══ SOURCE MATERIAL ══

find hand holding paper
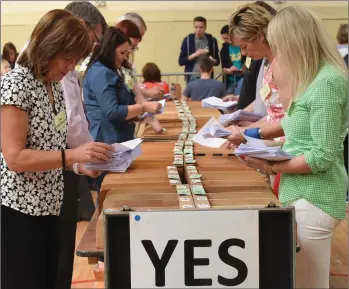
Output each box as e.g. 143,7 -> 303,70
201,96 -> 238,110
140,99 -> 166,119
218,109 -> 263,126
234,132 -> 294,162
193,117 -> 230,148
86,138 -> 142,173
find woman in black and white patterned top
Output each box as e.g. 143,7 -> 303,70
1,10 -> 112,289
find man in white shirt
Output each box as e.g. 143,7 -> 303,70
56,1 -> 107,289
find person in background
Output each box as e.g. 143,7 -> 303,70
142,62 -> 170,94
220,25 -> 246,95
1,9 -> 113,289
178,16 -> 220,83
83,27 -> 161,192
238,6 -> 348,289
228,3 -> 285,148
223,1 -> 276,112
2,42 -> 18,69
55,1 -> 106,289
15,1 -> 106,289
1,58 -> 11,76
115,14 -> 164,133
116,12 -> 164,99
337,24 -> 348,58
182,56 -> 227,101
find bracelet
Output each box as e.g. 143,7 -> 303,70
61,149 -> 66,170
265,163 -> 276,176
73,163 -> 83,176
244,128 -> 260,139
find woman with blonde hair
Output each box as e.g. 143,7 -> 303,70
238,6 -> 348,288
228,1 -> 285,147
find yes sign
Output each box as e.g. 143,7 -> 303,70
129,210 -> 259,288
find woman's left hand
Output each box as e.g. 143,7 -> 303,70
78,164 -> 102,179
238,156 -> 268,170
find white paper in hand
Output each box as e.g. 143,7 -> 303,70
140,99 -> 166,119
218,109 -> 263,126
201,96 -> 238,110
234,132 -> 294,162
193,117 -> 227,148
86,138 -> 142,173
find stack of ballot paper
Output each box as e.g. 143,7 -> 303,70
86,138 -> 142,173
201,96 -> 238,110
193,117 -> 230,148
234,134 -> 294,162
140,99 -> 166,119
218,109 -> 263,125
201,120 -> 231,137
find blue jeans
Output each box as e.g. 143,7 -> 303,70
227,78 -> 244,95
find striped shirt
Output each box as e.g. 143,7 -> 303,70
280,64 -> 348,219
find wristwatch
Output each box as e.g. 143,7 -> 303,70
258,128 -> 264,139
265,163 -> 276,176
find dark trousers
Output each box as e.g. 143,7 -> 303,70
55,171 -> 95,289
55,171 -> 79,289
1,206 -> 59,289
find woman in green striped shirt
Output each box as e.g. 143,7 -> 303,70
242,6 -> 348,288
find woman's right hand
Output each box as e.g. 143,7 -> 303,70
71,142 -> 114,164
143,101 -> 162,114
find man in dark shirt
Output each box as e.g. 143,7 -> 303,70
182,56 -> 227,101
223,59 -> 263,109
178,16 -> 220,83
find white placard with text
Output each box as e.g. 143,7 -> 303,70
130,210 -> 259,288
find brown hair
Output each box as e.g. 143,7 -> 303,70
115,19 -> 142,40
18,9 -> 92,78
337,24 -> 348,44
199,56 -> 213,73
2,42 -> 18,62
228,3 -> 273,44
193,16 -> 207,27
85,27 -> 130,76
142,62 -> 161,82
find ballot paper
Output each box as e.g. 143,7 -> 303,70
201,96 -> 238,110
218,109 -> 263,126
86,138 -> 142,173
234,133 -> 294,162
193,117 -> 227,148
140,99 -> 166,119
203,119 -> 231,138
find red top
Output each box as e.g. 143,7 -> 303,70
142,82 -> 170,94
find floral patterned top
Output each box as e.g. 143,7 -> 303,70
262,62 -> 285,123
262,61 -> 285,141
1,65 -> 67,216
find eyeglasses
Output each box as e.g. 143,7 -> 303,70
233,7 -> 249,26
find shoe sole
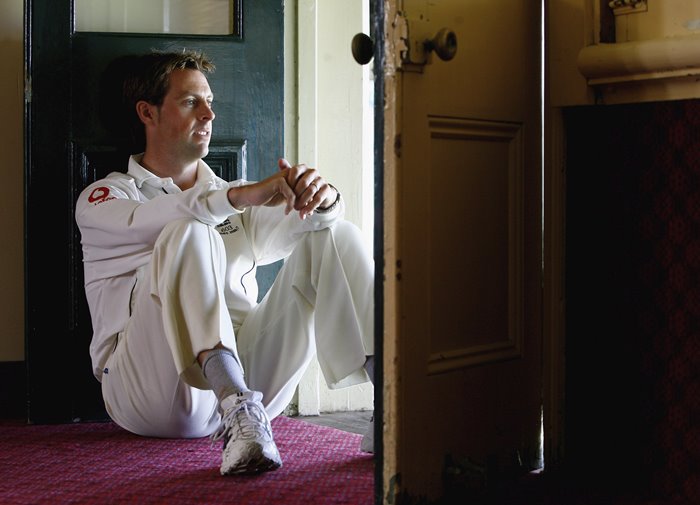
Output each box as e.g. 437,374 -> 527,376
221,457 -> 282,475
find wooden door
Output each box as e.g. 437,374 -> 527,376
383,0 -> 542,503
25,0 -> 284,422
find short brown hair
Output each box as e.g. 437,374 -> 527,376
101,49 -> 215,153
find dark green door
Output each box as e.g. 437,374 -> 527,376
25,0 -> 284,423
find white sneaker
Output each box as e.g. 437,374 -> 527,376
360,416 -> 374,454
212,391 -> 282,475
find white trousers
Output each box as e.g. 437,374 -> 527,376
102,220 -> 374,438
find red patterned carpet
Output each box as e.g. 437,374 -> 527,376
0,417 -> 374,505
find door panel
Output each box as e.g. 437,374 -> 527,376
25,0 -> 284,422
384,0 -> 542,503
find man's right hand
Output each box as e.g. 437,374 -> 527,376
228,170 -> 296,214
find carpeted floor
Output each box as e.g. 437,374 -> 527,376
0,417 -> 374,505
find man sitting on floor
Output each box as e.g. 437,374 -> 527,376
75,51 -> 374,475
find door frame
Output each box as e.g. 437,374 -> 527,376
374,0 -> 566,503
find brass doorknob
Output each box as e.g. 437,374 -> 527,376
423,28 -> 457,61
351,33 -> 374,65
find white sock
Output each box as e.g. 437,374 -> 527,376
364,356 -> 374,384
202,349 -> 250,402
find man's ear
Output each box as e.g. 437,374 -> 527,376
136,100 -> 156,124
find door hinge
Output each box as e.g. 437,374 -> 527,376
24,77 -> 32,103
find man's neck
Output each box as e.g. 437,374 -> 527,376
141,151 -> 199,191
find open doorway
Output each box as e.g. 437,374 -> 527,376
285,0 -> 375,416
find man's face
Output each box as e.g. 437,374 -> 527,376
148,69 -> 215,161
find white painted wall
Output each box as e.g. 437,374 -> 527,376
285,0 -> 374,415
0,0 -> 24,361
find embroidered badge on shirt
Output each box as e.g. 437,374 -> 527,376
216,218 -> 238,235
88,186 -> 115,205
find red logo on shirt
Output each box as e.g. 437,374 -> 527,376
88,186 -> 109,203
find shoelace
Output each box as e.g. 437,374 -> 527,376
211,400 -> 269,445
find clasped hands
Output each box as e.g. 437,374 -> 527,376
228,158 -> 338,219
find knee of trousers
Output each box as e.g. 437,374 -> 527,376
330,221 -> 364,253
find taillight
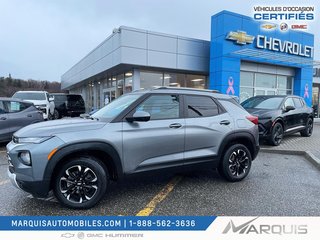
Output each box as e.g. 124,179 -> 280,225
246,115 -> 258,125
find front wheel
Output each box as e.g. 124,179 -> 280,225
300,118 -> 313,137
218,144 -> 252,182
54,156 -> 108,209
53,109 -> 60,119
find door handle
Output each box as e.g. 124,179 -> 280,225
169,123 -> 182,128
220,120 -> 230,125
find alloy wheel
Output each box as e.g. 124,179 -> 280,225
229,149 -> 250,177
60,165 -> 98,203
273,124 -> 283,145
307,119 -> 313,136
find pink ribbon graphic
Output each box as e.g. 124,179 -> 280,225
303,83 -> 309,98
227,77 -> 234,95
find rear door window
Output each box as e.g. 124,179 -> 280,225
293,98 -> 303,108
185,95 -> 219,118
137,94 -> 180,120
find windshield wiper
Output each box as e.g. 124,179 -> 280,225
80,113 -> 99,121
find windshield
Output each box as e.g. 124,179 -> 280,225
92,94 -> 141,119
12,92 -> 46,100
241,97 -> 283,109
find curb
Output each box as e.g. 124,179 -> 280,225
304,151 -> 320,170
260,148 -> 320,171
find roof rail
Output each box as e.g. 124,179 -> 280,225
152,86 -> 220,93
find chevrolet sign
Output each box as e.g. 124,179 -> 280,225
226,31 -> 254,45
256,35 -> 314,58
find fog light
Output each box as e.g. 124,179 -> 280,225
19,152 -> 31,166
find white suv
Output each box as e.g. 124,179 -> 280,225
12,91 -> 55,120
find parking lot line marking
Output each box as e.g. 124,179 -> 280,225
136,176 -> 182,216
0,180 -> 10,186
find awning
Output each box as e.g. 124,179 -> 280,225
231,48 -> 320,67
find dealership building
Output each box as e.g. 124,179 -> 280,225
61,11 -> 319,110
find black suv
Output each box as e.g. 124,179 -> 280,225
241,95 -> 313,146
51,93 -> 85,119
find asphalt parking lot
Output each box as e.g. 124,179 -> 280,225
0,142 -> 320,216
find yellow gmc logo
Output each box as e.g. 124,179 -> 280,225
226,31 -> 254,45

═══

**WHAT YOU WILL DO**
Can you recast the stretch of the records from the start through the line containing "56,1 -> 107,289" as a Markdown table with columns Row and Line, leaving out blank lines and the pictures?

**ANSWER IN FULL**
| Row | Line |
|---|---|
| 1 | find hand holding paper |
| 2 | Output each box as e.g. 143,7 -> 303,70 |
| 3 | 201,96 -> 238,110 |
| 4 | 140,99 -> 166,119 |
| 5 | 218,109 -> 263,126 |
| 6 | 234,132 -> 294,162 |
| 7 | 193,117 -> 230,148 |
| 8 | 86,138 -> 142,173 |
| 9 | find woman in black and white patterned top |
| 10 | Output each box as e.g. 143,7 -> 303,70 |
| 11 | 1,10 -> 112,289 |
| 12 | find man in white shirt |
| 13 | Output each box as e.g. 143,7 -> 303,70 |
| 14 | 56,1 -> 107,289 |